* **Your instructions**
Copy out every line between the lines holding "[locate] telegraph pole" and "<point>116,76</point>", inclusive, requests included, and give nothing else. Scale each answer's point coordinates by 0.9 and round to whole numbers, with halves going up, but keep the numbers in the requests and their format samples unchanged.

Dataset excerpt
────────────────────
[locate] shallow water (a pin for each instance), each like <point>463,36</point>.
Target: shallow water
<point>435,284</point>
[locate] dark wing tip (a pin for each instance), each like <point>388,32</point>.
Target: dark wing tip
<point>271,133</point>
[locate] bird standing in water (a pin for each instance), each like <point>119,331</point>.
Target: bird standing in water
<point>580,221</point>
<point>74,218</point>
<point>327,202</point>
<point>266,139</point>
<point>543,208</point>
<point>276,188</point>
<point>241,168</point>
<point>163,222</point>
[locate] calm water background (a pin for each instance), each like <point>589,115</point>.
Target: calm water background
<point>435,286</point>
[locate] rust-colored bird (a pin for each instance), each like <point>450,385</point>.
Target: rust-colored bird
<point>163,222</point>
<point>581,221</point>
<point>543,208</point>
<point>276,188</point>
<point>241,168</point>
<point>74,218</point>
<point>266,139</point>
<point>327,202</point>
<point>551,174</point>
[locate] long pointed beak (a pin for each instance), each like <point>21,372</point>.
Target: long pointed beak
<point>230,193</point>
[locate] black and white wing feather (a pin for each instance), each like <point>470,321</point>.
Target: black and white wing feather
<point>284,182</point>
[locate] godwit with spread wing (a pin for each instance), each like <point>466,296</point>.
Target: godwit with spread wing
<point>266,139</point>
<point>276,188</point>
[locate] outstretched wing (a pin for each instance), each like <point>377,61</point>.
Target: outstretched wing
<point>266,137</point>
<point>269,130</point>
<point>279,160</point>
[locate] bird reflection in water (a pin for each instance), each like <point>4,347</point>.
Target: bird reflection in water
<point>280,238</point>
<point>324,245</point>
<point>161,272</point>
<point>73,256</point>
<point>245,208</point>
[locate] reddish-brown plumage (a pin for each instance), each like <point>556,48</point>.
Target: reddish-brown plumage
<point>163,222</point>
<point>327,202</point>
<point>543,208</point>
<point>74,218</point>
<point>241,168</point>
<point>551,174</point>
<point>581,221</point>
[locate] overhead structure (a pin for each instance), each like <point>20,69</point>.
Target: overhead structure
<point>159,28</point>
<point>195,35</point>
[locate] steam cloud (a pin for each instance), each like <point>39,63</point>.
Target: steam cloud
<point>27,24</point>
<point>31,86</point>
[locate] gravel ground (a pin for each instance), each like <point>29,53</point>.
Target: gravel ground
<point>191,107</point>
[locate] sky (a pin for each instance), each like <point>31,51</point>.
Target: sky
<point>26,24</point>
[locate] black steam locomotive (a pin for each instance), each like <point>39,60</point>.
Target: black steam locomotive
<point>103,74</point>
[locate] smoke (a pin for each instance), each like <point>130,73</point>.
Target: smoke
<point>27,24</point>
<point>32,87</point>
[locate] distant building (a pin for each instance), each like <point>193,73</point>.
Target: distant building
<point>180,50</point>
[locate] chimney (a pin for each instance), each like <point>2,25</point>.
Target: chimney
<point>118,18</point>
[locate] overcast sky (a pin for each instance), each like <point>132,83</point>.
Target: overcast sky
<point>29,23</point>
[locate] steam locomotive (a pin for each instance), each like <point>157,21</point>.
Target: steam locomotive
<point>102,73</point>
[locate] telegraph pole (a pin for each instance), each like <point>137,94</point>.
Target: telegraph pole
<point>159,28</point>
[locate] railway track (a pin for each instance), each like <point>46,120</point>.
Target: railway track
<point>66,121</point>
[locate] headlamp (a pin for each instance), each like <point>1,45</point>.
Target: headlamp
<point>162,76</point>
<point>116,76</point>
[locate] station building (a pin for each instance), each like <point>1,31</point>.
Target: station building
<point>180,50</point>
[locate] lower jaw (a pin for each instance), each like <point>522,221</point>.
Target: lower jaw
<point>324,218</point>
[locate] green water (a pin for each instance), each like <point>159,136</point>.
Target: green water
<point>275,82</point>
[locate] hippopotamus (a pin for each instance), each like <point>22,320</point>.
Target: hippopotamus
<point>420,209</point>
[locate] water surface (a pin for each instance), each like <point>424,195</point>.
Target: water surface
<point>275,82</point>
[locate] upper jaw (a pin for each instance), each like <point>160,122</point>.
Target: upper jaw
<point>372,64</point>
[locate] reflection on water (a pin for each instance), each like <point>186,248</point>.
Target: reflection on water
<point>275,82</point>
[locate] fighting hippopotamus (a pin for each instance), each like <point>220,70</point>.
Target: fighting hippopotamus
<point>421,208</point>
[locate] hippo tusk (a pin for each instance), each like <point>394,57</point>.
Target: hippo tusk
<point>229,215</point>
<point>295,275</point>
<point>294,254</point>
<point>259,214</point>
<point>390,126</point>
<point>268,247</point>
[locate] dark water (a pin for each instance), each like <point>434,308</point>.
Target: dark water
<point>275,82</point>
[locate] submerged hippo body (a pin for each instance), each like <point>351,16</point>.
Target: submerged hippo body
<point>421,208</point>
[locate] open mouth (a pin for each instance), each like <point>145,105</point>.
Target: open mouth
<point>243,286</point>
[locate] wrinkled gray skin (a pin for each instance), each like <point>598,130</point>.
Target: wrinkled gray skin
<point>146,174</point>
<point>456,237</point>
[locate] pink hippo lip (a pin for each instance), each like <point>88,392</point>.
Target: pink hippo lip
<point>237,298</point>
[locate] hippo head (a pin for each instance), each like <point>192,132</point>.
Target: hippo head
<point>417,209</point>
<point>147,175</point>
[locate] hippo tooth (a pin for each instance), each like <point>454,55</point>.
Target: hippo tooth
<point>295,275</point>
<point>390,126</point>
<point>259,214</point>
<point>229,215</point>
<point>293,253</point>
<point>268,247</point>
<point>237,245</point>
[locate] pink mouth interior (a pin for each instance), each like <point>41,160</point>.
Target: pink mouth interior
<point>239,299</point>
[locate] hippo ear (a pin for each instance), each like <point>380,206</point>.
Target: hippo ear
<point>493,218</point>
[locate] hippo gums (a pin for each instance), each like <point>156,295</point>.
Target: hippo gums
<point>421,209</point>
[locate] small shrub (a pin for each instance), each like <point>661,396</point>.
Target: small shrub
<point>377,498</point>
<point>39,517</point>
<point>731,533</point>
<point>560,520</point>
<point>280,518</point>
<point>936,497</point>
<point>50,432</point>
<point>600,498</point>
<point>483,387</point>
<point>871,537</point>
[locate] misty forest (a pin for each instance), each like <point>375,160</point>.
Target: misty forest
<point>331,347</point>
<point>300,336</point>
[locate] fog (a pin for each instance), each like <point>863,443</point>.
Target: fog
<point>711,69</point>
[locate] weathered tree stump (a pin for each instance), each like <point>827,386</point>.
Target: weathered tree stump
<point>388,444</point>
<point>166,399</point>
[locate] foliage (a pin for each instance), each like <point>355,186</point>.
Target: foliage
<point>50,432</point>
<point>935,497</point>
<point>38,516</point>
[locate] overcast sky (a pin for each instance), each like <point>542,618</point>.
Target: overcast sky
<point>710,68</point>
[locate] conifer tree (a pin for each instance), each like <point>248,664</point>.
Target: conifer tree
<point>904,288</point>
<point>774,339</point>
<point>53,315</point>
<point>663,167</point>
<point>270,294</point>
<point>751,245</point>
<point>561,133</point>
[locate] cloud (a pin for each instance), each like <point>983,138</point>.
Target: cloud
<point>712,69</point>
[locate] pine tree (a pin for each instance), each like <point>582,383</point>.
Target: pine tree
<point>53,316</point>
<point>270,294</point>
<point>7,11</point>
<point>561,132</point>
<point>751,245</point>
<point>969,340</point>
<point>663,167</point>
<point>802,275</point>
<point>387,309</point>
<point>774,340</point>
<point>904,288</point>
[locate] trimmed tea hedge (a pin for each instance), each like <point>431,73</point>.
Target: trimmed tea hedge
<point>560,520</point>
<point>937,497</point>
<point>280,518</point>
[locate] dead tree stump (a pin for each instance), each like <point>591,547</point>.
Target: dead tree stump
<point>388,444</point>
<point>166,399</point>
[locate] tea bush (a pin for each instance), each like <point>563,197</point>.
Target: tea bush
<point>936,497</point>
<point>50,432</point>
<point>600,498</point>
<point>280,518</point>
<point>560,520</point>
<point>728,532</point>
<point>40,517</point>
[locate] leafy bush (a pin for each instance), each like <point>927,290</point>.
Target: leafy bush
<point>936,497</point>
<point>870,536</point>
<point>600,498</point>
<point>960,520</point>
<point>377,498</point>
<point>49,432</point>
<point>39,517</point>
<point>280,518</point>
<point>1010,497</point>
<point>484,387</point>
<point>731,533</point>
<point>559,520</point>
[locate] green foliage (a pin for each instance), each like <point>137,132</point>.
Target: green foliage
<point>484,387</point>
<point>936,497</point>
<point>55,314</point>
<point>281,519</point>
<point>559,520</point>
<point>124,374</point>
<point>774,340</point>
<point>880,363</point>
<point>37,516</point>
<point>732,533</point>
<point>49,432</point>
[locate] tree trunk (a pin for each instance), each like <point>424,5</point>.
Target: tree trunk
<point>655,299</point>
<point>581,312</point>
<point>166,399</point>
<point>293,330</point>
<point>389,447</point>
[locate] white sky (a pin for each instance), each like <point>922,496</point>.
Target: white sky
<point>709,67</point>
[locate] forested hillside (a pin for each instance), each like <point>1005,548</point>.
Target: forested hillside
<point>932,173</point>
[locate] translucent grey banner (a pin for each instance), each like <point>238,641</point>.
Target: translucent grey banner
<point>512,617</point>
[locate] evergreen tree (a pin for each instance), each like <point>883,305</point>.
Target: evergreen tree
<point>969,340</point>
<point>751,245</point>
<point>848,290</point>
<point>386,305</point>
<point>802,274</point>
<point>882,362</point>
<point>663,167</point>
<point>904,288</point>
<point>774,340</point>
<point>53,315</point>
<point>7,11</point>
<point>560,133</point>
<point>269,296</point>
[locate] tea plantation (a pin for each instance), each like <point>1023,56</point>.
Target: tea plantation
────────────────────
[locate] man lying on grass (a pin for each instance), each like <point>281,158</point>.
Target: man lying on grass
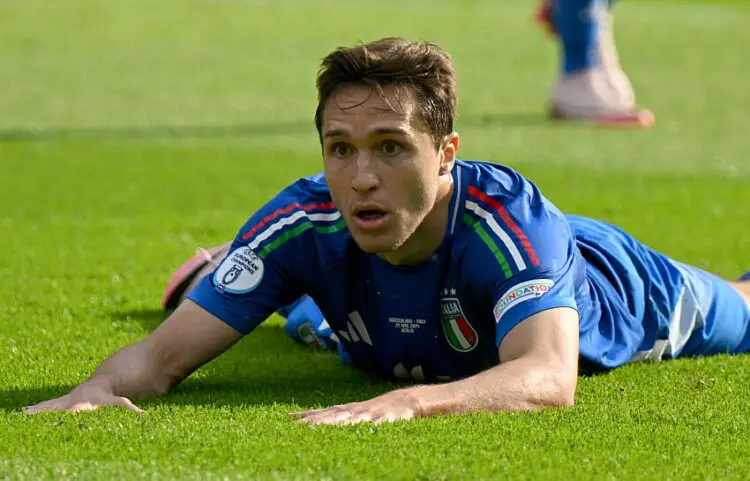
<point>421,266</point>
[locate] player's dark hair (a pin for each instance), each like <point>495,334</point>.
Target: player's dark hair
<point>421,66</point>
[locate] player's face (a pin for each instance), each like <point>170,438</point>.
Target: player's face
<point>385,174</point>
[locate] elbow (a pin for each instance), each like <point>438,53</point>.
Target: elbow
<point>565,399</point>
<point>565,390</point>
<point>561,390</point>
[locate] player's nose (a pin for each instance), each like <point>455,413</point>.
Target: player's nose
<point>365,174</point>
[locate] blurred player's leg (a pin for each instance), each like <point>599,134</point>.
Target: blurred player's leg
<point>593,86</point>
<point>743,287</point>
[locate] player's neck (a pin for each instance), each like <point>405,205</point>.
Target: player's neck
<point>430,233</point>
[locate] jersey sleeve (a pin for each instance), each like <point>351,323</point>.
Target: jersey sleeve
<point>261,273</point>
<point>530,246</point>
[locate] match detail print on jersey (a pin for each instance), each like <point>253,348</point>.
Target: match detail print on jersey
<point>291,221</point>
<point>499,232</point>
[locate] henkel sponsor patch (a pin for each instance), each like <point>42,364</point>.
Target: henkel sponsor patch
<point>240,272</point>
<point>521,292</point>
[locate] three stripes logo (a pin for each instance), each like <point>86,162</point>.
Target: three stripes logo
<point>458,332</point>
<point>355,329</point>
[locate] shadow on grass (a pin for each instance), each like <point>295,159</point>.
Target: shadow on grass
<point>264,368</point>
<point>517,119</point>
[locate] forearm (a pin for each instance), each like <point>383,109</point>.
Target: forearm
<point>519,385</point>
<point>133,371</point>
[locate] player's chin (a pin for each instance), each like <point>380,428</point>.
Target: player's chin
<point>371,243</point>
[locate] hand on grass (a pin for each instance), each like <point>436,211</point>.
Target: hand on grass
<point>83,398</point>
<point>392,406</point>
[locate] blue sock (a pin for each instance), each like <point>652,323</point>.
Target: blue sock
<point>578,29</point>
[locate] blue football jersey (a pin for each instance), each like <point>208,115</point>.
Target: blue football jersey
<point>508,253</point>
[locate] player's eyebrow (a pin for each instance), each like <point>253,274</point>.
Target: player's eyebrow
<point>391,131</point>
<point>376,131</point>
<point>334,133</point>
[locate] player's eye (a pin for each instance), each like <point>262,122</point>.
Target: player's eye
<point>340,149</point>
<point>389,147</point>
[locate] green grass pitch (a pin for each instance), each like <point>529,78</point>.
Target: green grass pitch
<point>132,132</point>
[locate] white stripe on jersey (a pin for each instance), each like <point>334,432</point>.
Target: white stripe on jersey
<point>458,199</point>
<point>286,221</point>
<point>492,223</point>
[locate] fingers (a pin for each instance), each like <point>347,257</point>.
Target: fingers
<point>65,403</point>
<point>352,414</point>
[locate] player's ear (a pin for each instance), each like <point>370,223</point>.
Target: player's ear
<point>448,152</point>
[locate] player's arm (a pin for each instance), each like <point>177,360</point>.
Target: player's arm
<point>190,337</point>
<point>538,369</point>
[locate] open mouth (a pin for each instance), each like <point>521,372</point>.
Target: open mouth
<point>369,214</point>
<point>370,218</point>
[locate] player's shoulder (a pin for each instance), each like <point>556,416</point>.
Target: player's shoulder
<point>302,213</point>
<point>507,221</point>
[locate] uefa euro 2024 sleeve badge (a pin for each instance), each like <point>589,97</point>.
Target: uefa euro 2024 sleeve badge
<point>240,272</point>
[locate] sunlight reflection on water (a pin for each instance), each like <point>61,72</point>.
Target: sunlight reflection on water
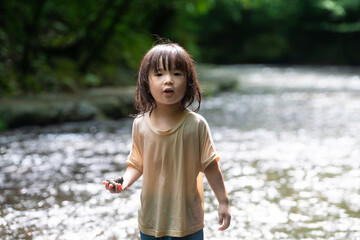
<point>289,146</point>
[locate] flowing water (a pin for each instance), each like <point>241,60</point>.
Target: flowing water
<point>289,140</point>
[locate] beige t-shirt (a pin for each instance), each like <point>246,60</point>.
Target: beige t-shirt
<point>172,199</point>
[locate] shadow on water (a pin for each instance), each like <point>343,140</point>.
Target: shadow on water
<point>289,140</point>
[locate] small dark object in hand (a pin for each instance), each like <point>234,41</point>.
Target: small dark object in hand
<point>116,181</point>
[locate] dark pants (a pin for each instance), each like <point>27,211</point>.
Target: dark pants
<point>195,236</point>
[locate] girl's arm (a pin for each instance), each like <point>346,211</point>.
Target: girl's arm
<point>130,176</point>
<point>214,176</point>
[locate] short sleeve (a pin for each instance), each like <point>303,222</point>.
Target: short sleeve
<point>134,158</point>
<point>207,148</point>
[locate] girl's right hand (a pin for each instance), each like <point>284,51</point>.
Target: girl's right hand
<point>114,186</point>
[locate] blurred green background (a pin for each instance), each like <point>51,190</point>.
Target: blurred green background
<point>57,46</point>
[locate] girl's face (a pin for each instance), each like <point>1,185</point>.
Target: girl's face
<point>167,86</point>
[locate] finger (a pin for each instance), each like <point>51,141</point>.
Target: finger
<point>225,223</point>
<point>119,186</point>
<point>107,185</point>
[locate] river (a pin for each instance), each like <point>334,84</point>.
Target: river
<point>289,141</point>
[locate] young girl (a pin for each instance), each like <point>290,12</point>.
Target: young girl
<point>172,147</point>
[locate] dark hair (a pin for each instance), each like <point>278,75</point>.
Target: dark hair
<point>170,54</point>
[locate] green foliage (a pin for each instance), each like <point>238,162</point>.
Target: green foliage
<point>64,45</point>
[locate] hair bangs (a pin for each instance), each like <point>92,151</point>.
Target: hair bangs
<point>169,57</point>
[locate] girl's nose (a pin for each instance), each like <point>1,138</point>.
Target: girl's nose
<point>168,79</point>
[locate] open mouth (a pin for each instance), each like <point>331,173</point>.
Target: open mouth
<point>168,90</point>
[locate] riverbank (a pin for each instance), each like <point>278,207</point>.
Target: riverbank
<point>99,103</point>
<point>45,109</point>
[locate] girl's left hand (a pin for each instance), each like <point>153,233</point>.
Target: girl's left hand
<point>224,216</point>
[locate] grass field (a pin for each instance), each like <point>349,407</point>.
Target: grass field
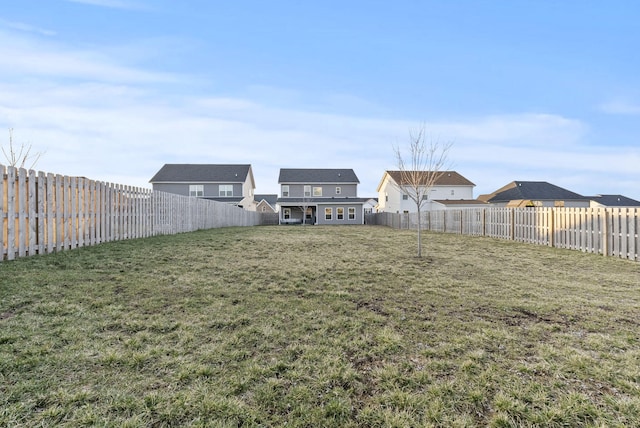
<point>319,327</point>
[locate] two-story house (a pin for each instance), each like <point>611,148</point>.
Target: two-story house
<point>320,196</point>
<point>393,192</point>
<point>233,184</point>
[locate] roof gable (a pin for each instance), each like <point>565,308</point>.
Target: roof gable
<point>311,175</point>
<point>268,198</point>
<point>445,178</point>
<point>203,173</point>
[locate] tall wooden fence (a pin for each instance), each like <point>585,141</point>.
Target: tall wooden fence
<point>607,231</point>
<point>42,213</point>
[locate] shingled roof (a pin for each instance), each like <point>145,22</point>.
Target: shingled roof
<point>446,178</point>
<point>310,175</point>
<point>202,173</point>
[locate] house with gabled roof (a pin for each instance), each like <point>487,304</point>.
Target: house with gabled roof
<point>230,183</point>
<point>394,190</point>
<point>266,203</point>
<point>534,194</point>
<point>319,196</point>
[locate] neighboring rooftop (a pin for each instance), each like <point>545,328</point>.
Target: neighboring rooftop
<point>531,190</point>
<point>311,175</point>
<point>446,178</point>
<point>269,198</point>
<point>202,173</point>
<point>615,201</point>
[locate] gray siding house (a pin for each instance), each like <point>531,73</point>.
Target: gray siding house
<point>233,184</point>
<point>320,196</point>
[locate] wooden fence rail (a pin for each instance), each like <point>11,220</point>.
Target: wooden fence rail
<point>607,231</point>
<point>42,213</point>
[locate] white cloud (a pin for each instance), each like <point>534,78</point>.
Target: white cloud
────────────────────
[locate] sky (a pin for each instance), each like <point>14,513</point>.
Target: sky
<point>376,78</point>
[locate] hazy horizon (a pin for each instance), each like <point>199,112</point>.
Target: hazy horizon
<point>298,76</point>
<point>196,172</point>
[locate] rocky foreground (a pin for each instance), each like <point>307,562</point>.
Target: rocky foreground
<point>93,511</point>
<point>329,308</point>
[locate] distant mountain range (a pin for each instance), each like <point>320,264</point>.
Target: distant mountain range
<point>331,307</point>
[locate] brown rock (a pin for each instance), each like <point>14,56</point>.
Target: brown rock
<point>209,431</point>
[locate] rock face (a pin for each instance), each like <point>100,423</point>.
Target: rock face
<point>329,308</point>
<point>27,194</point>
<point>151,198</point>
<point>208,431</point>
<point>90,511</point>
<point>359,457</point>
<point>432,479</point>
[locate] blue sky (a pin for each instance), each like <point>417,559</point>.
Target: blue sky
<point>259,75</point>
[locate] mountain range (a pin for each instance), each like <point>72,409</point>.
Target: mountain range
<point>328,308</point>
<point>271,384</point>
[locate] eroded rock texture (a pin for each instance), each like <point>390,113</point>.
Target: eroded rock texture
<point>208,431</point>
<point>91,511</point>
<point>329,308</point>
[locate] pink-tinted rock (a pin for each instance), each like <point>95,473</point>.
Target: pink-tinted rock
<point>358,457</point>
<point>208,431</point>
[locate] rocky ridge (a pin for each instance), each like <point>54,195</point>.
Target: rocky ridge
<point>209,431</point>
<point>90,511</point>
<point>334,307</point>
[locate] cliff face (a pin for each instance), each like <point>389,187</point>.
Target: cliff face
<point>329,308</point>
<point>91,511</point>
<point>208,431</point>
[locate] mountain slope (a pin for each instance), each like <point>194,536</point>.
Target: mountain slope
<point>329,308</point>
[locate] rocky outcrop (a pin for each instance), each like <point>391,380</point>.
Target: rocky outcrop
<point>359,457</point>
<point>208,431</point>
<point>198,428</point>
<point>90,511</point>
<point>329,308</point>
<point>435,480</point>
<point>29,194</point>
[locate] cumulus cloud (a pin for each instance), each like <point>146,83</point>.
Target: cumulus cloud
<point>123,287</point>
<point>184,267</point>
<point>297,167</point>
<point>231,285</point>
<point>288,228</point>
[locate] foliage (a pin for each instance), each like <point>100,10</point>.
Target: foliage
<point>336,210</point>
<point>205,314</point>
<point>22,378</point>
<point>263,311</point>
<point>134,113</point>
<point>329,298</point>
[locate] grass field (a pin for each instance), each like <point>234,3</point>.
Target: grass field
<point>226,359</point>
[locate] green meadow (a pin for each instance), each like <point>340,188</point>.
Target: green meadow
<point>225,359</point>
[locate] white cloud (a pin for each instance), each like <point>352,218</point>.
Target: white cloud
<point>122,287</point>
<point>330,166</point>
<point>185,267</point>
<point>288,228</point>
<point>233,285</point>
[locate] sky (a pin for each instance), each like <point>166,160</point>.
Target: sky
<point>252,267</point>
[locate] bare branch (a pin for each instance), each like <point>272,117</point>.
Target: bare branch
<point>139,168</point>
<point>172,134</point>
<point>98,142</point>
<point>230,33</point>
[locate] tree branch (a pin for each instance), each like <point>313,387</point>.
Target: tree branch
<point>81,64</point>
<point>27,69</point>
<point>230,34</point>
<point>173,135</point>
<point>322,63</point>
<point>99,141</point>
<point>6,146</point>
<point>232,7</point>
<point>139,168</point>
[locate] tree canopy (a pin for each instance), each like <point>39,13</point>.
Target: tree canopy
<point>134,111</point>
────────────────────
* **The answer**
[locate] telegraph pole (a pin for each instance), each like <point>137,94</point>.
Target: telegraph pole
<point>143,25</point>
[locate] railway track (a pin for each instance), each like <point>46,120</point>.
Target: railway track
<point>59,109</point>
[locate] headlamp (a pin for each instance), each like <point>1,45</point>.
Target: headlamp
<point>146,68</point>
<point>104,68</point>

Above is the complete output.